▶ Prompt
Please copy the data below exactly; none of the pictures in it belong in the copy.

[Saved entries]
╔══

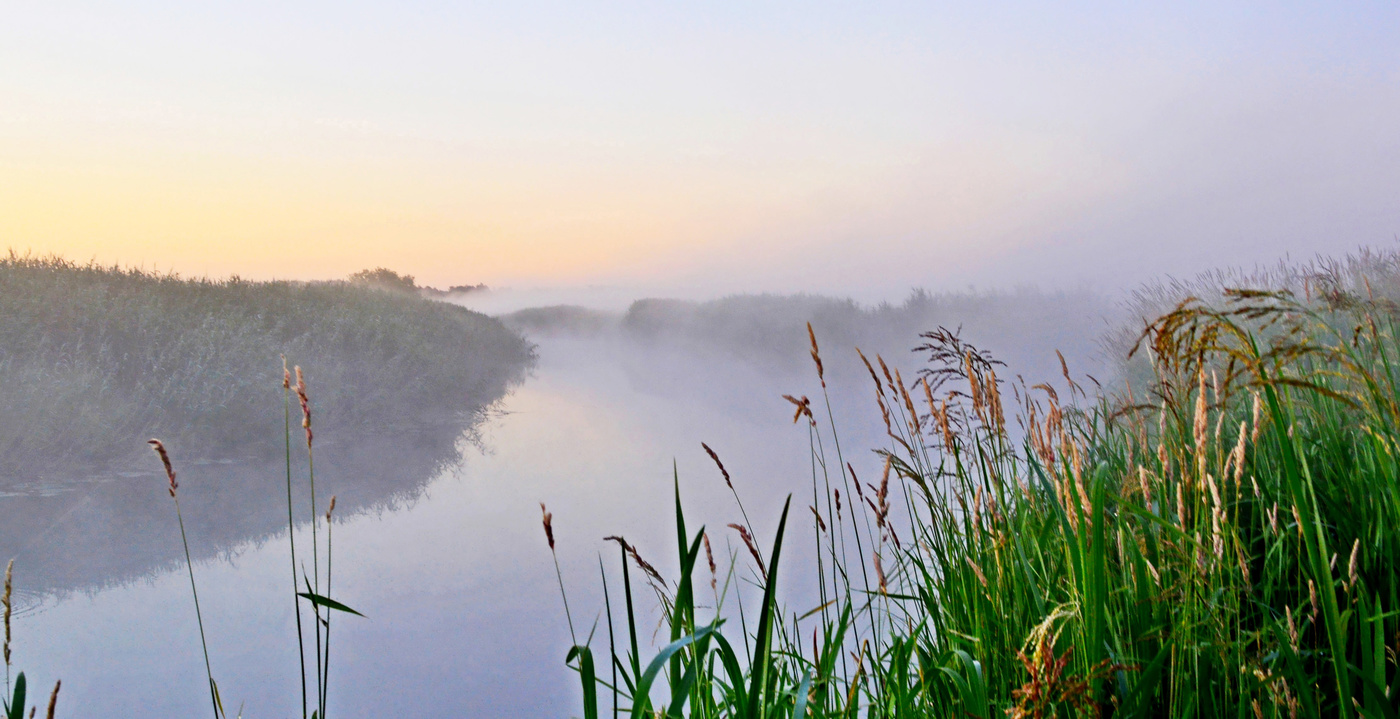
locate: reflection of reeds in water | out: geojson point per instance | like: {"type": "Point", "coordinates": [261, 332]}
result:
{"type": "Point", "coordinates": [318, 599]}
{"type": "Point", "coordinates": [170, 474]}
{"type": "Point", "coordinates": [1228, 546]}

╚══

▶ Answer for the task
locate: reflection of reeds in water | out: geojson point per instance | like: {"type": "Point", "coordinates": [261, 332]}
result:
{"type": "Point", "coordinates": [318, 599]}
{"type": "Point", "coordinates": [170, 474]}
{"type": "Point", "coordinates": [1228, 546]}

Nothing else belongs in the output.